== TASK TO COMPLETE ==
Output as a numbered list, leaving out blank lines, the records from the line with "In this exercise you will find the breaking" through the line with "In this exercise you will find the distant".

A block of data
-- BEGIN --

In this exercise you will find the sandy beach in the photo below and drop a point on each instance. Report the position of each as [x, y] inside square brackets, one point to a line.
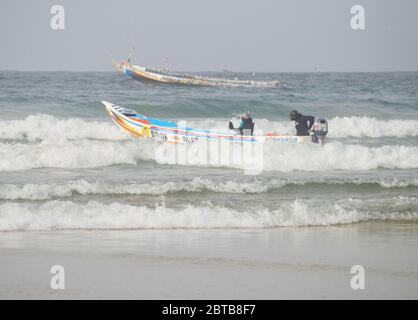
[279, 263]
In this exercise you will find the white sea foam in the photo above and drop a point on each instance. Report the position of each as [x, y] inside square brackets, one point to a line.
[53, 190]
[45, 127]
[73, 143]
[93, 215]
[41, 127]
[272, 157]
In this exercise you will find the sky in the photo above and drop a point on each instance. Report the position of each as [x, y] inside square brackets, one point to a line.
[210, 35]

-- END --
-- BEGIN --

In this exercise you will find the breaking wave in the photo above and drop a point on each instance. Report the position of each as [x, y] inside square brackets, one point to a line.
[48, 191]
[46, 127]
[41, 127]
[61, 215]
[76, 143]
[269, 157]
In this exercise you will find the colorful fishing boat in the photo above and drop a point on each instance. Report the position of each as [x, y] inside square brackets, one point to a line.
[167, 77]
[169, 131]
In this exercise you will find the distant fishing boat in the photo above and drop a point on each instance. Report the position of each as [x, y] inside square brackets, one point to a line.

-- END --

== RESPONSE ==
1. In this exercise you will find the breaking wave in the photo above and drop a point on each instance. Report the position of each as [x, y] inside square brackets, one point to a line.
2. [48, 191]
3. [46, 127]
4. [41, 127]
5. [61, 215]
6. [76, 143]
7. [269, 157]
8. In this exercise you will find the colorful fishing boat in the photo above and drop a point on each instance. Report the position of each as [x, y] inside square brackets, one point to a line.
9. [167, 77]
10. [169, 131]
11. In this exercise you will find the distant fishing boat in the photo above and drop a point on each instance. Report the position of each as [x, y] inside square brackets, one point to a line.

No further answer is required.